GNU bug report logs - #78561
[PATCH] Add semantic linefeed support for paragraph filling

Previous Next

Package: emacs;

Reported by: Roi Martin <jroi.martin <at> gmail.com>

Date: Fri, 23 May 2025 09:59:02 UTC

Severity: normal

Tags: patch

To reply to this bug, email your comments to 78561 AT debbugs.gnu.org.

Toggle the display of automated, internal messages from the tracker.

View this report as an mbox folder, status mbox, maintainer mbox


Report forwarded to mbork <at> mbork.pl, bug-gnu-emacs <at> gnu.org:
bug#78561; Package emacs. (Fri, 23 May 2025 09:59:02 GMT) Full text and rfc822 format available.

Acknowledgement sent to Roi Martin <jroi.martin <at> gmail.com>:
New bug report received and forwarded. Copy sent to mbork <at> mbork.pl, bug-gnu-emacs <at> gnu.org. (Fri, 23 May 2025 09:59:02 GMT) Full text and rfc822 format available.

● **DATA PROVIDED**:
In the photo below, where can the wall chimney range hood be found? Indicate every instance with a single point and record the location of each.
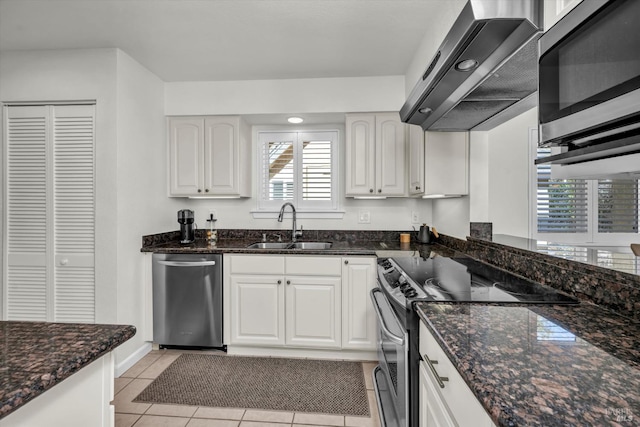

● **TASK REQUIREMENTS**:
**1)** Please sum up the Emacs bug report page in two sentences.
**2)** Supply a continuation of the Emacs bug report page, starting after its last line.
The data play no part in this work.

● **ANSWERS TO THE TASKS**:
**1)** Bug #78561, reported against the emacs package by Roi Martin on Fri, 23 May 2025, is a normal-severity report tagged "patch" that proposes adding semantic linefeed support for paragraph filling. The report was forwarded to mbork <at> mbork.pl and bug-gnu-emacs <at> gnu.org, and an acknowledgement was sent to Roi Martin.

**2)**
Message #5 received at submit <at> debbugs.gnu.org (full text, mbox):

From: Roi Martin <jroi.martin <at> gmail.com>
To: bug-gnu-emacs <at> gnu.org
Subject: [PATCH] Add semantic linefeed support for paragraph filling
Date: Fri, 23 May 2025 11:58:02 +0200
[Message part 1 (text/plain, inline)]
Tags: patch

This patch adds semantic linefeed support for paragraph filling.  The
functionality has been discussed in the emacs-devel mailing list in the
following threads:

- Fill paragraph using semantic linefeeds: https://lists.gnu.org/archive/html/emacs-devel/2025-03/msg00035.html
- [GNU ELPA] New package: semlf: https://lists.gnu.org/archive/html/emacs-devel/2025-03/msg00702.html

In the second thread we agreed on sending a patch to core instead of
adding a new package to GNU ELPA.

Given that this is a first version, I have not added any reference to
the manuals.  If you think it makes sense, please let me know and I'll
modify the patch accordingly.

What follows is a detailed explanation of the term semantic linefeeds,
so we have all the information in one single place.

The term "semantic linefeeds" or "semantic line breaks" refers to a set
of conventions for using insensitive vertical whitespace to structure
prose along semantic boundaries.

The concept was first introduced by Brian Kernighan in "UNIX for
Beginners" [1] in October 1974.

  Hints for Preparing Documents
  
  Most documents go through several versions (always more than you
  expected) before they are finally finished.  Accordingly, you should
  do whatever possible to make the job of changing them easy.
  
  First, when you do the purely mechanical operations of typing, type so
  subsequent editing will be easy.  Start each sentence on a new line.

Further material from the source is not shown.